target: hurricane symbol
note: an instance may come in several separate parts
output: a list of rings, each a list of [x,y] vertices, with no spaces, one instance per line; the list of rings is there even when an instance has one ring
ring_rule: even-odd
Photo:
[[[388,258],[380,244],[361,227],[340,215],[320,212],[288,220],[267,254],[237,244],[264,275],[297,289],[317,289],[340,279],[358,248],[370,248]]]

REQUIRED WORK
Reproduce the data above line for line, changing nothing.

COMPLETE ANSWER
target: hurricane symbol
note: an instance may come in several separate parts
output: a list of rings, each a list of [x,y] vertices, with no spaces, one instance per line; the list of rings is there even when an instance has one ring
ring_rule: even-odd
Photo:
[[[388,258],[380,244],[361,227],[340,215],[320,212],[288,220],[267,254],[237,244],[264,275],[297,289],[317,289],[340,279],[358,248],[370,248]]]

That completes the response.